By ZHOU WENTING in Shanghai China Daily Updated:2020-01-22

second CIIE shanghai.jpg

A visitor touches an automated hand at an exhibition during the second CIIE in Shanghai on Nov 6, 2019. [Photo by Zhu Xingxin/chinadaily.com.cn]

Shanghai passed a bill on Monday to push forward the development of the city into an international innovation center.

The bill will support innovative entities to lead, organize and participate in big international science projects and encourage the latest scientific research information, data and big science facilities to be shared to spur more innovation.

Shanghai has long aimed to become an international pioneer in science and technology. The city is planning to build a basic framework for a scientific and technological innovation center with global influence by the end of this year, according to the municipal government.

Statistics from the Shanghai Science and Technology Commission show that Shanghai scientists published 87 papers in top international scientific journals such as Science, Nature and Cell last year, accounting for 28.4 percent of the national total. The commission said that this demonstrates the city's increasing strength in basic research in strategic technological areas such as health, materials and security.

The city has also launched big scientific facilities, such as a super-intense and ultrashort laser system and translational medicine infrastructure. The construction of other major projects, including a seabed observation network and high-efficiency low-carbon gas turbine experimentation facilities, has also commenced.

Wang Nai, deputy director of the Promotion Office of the Construction of Scientific and Technological Innovation for Shanghai, said there are 14 national-level scientific infrastructure projects that will be put into operation by 2025.

A series of research and development institutes have also been inaugurated, including the Shanghai Research Center for Quantum Sciences, the International Innovation Center of Tsinghua University Shanghai, the Fudan University Human Phenome Institute and the China-Israel Innovation Hub.

Liu Minghua, a legislator for the city, said that she and some other lawmakers were delighted to see in the government work report that Shanghai's R&D expenditure accounted for 4 percent of its GDP last year, and the large investment will continue in the new year.

"The R&D expenditure ratio in the United States, Germany and Israel, which are famous for advanced innovation worldwide, were 2.8 percent, 3 percent and 4.6 percent respectively, and Shanghai's figure almost doubled the national average," said Liu, who is also managing partner at East China for Deloitte Touche Tohmatsu.

Wang Zhimin, a legislator for the city, said the bill will encourage innovation from not only government-funded research institutes but also companies in the areas of basic and applied research.

"This is particularly important to the further development of some of the city's key innovation zones, such as Zhangjiang in Pudong district, and will play a vital role in realizing Pudong's development goal of breaking 2 trillion yuan ($290 billion) in GDP in around seven years, doubling the figure of 2018," said Wang, who is also a researcher with the Chinese National Human Genome Center at Shanghai.

——————

ASSIGNED TASK A -
Answer these questions from the article on Shanghai's innovation bill, one per line:
(i) How many papers did Shanghai scientists publish in top international scientific journals last year?
(ii) How many national-level scientific infrastructure projects will be put into operation by 2025?
(iii) What share of its GDP did Shanghai's R&D expenditure account for last year?
ASSIGNED TASK B - Please translate this sentence from the article on Shanghai's innovation bill into Spanish: "Shanghai passed a bill on Monday to push forward the development of the city into an international innovation center."

DATASET EXCERPTS -
——————

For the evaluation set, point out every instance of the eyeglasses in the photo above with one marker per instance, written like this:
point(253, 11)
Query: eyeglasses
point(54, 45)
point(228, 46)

——————

SOLUTION A -
(i) 87
(ii) 14
(iii) 4 percent

SOLUTION B - Shanghái aprobó el lunes un proyecto de ley para impulsar el desarrollo de la ciudad como centro internacional de innovación.